◆ Study text:
◆ ◆ ◆

A new study published in BMJ Mental Health has found that individuals with severe mental illness are almost twice as likely to report physical multimorbidity, emphasizing the critical importance of addressing the intersection between mental and physical health.
The research, led by Anglia Ruskin University (ARU) in collaboration with the University of Cambridge’s Biomedical Research Centre, involved an extensive analysis of 19 different studies, encompassing data from 194,123 psychiatric patients across the world, with a comparison to 7,660,590 individuals in control groups.
Multimorbidity is when a person is affected by any combination of chronic disease with at least one other physical health condition, and the researchers found the psychiatric patients were 1.84 times more likely to report multimorbidity than the control group.
The study found that people with severe mental health issues also report physical conditions including metabolic diseases, hypertension, epilepsy, respiratory, vascular, kidney, and gastrointestinal diseases, as well as cancer.

◆ ◆ ◆

◆ Task directions: Write the next part of the text on severe mental illness and physical multimorbidity, picking up after its final sentence. The records that follow are not needed for the task on this page.

◆ ◆ ◆

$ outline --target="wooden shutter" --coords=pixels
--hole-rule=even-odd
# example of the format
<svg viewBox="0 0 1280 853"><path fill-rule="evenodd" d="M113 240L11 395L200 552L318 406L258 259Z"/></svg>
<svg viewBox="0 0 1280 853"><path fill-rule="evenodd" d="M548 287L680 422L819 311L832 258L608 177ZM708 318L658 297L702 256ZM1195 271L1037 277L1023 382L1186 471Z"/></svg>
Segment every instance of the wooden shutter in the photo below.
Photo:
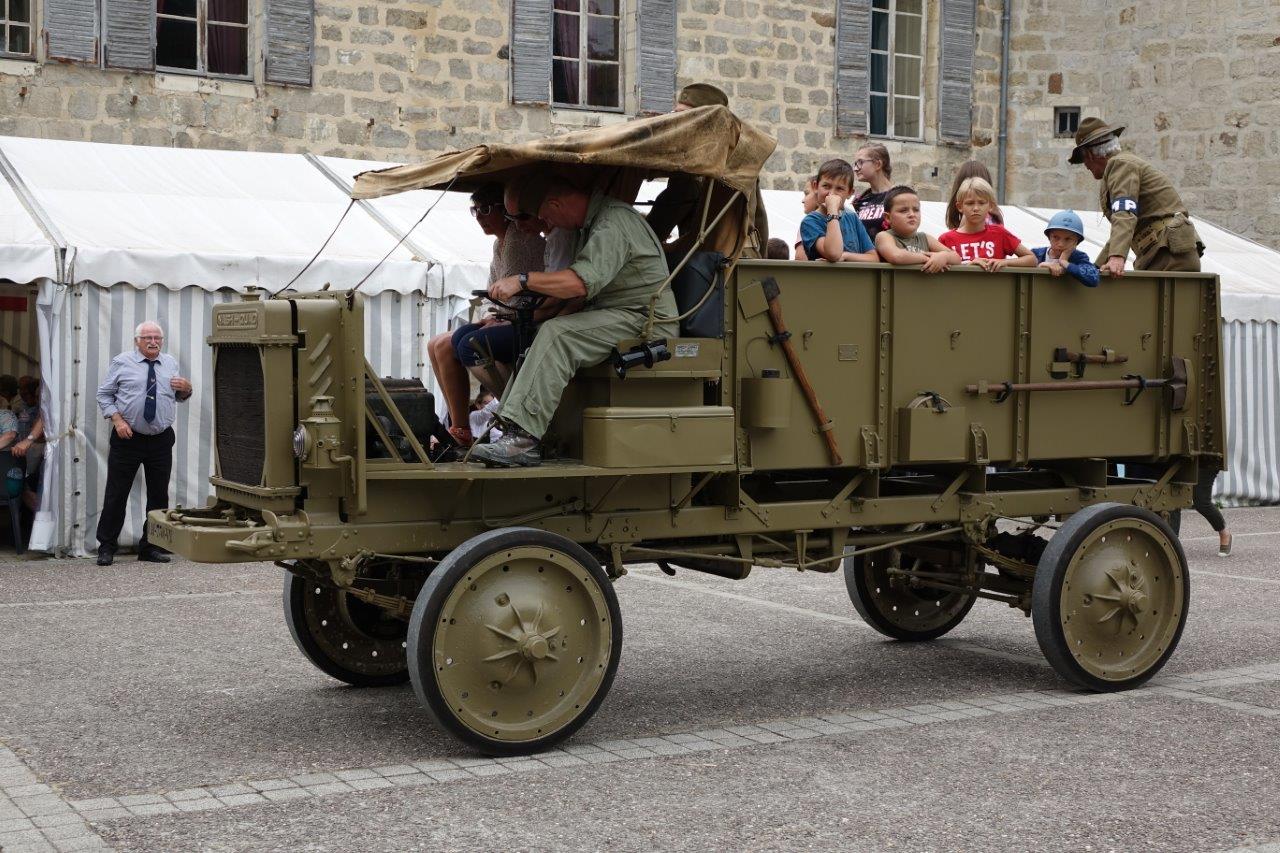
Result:
<svg viewBox="0 0 1280 853"><path fill-rule="evenodd" d="M640 111L669 113L676 105L676 0L640 0L637 19Z"/></svg>
<svg viewBox="0 0 1280 853"><path fill-rule="evenodd" d="M836 0L836 136L867 133L872 0Z"/></svg>
<svg viewBox="0 0 1280 853"><path fill-rule="evenodd" d="M964 145L973 138L975 5L974 0L942 0L938 136Z"/></svg>
<svg viewBox="0 0 1280 853"><path fill-rule="evenodd" d="M310 86L314 50L312 0L268 0L266 82Z"/></svg>
<svg viewBox="0 0 1280 853"><path fill-rule="evenodd" d="M104 59L110 68L155 68L155 0L104 0Z"/></svg>
<svg viewBox="0 0 1280 853"><path fill-rule="evenodd" d="M547 104L552 88L552 0L511 3L511 101Z"/></svg>
<svg viewBox="0 0 1280 853"><path fill-rule="evenodd" d="M45 38L50 59L97 61L97 1L45 0Z"/></svg>

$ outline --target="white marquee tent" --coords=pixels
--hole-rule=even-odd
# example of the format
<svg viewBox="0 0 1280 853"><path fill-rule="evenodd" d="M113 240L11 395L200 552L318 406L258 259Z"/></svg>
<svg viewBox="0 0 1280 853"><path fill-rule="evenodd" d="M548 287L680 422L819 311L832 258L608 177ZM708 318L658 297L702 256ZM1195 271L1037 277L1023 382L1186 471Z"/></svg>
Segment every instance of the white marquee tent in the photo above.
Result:
<svg viewBox="0 0 1280 853"><path fill-rule="evenodd" d="M348 209L353 175L384 165L0 137L0 296L32 293L38 342L29 339L37 325L29 316L3 311L0 341L32 353L38 348L51 437L35 548L86 553L96 546L108 429L93 394L143 319L165 327L166 350L197 389L177 424L173 500L205 502L212 470L212 394L202 393L211 383L209 309L248 287L289 283L330 234L293 287L351 287L367 275L361 291L369 296L370 361L383 375L430 383L422 343L448 328L466 310L470 291L485 284L492 241L467 215L462 193L419 191ZM653 195L657 187L641 197ZM799 193L764 195L771 231L791 242L801 218ZM942 205L924 207L924 229L943 231ZM1010 228L1036 245L1052 211L1006 207L1005 214ZM1084 219L1085 250L1094 251L1107 224L1098 214ZM1231 471L1219 480L1219 496L1277 502L1280 254L1197 225L1210 246L1206 269L1222 277ZM18 371L4 357L0 352L0 371ZM122 539L141 523L140 478Z"/></svg>
<svg viewBox="0 0 1280 853"><path fill-rule="evenodd" d="M352 287L367 277L361 291L369 296L374 368L429 378L422 342L466 309L472 288L485 286L492 242L460 193L413 192L348 209L353 175L381 165L0 138L0 279L12 283L0 295L35 291L38 342L27 339L29 320L20 313L0 313L0 332L14 350L38 350L51 437L33 548L96 548L109 433L95 391L145 319L164 325L166 351L196 386L175 424L172 496L205 503L212 471L210 307L248 287L284 287L330 234L293 287ZM408 233L436 200L426 223ZM122 544L141 530L141 480Z"/></svg>

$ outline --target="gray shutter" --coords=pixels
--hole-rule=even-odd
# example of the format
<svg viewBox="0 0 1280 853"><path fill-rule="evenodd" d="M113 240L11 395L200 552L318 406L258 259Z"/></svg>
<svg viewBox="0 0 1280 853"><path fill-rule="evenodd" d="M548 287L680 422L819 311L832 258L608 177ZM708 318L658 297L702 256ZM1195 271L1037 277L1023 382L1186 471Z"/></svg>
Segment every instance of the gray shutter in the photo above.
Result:
<svg viewBox="0 0 1280 853"><path fill-rule="evenodd" d="M836 0L836 136L867 133L872 1Z"/></svg>
<svg viewBox="0 0 1280 853"><path fill-rule="evenodd" d="M676 104L676 0L640 0L640 111L669 113Z"/></svg>
<svg viewBox="0 0 1280 853"><path fill-rule="evenodd" d="M45 0L50 59L97 61L97 0Z"/></svg>
<svg viewBox="0 0 1280 853"><path fill-rule="evenodd" d="M312 0L268 0L266 82L310 86L314 46Z"/></svg>
<svg viewBox="0 0 1280 853"><path fill-rule="evenodd" d="M155 68L155 0L104 0L109 68Z"/></svg>
<svg viewBox="0 0 1280 853"><path fill-rule="evenodd" d="M552 0L511 3L511 101L547 104L552 93Z"/></svg>
<svg viewBox="0 0 1280 853"><path fill-rule="evenodd" d="M973 138L974 0L942 0L942 59L938 134L969 145Z"/></svg>

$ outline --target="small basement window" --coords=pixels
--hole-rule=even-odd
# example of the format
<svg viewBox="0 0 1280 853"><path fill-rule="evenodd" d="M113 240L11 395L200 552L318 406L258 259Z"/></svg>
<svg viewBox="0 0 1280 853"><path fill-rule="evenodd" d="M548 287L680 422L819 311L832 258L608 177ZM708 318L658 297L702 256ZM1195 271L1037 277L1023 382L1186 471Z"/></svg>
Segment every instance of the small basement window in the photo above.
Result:
<svg viewBox="0 0 1280 853"><path fill-rule="evenodd" d="M1075 132L1079 129L1079 127L1080 127L1079 106L1053 108L1053 136L1074 138Z"/></svg>
<svg viewBox="0 0 1280 853"><path fill-rule="evenodd" d="M31 56L31 0L0 0L0 56Z"/></svg>
<svg viewBox="0 0 1280 853"><path fill-rule="evenodd" d="M248 0L156 0L156 68L248 77Z"/></svg>

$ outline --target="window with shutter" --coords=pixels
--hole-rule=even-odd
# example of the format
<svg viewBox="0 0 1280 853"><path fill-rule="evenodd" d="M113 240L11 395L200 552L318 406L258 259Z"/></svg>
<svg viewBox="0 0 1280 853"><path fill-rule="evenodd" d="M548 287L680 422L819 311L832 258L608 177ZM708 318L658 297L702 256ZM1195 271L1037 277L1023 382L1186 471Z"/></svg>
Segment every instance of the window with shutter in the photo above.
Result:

◆ ◆ ◆

◆ Task answer:
As of 2019, nearly one billion people were living with a mental disorder, making it a leading cause of disability worldwide. According to Mind, one in four people will experience a mental health problem of some kind each year in England.
Previous research has found that a large percentage of individuals in need of mental health services lack access to effective, affordable, and quality mental healthcare, especially in low-income countries. For instance, 71% of individuals with psychosis worldwide do not receive necessary mental health services, with a vast disparity between high-income and low-income countries.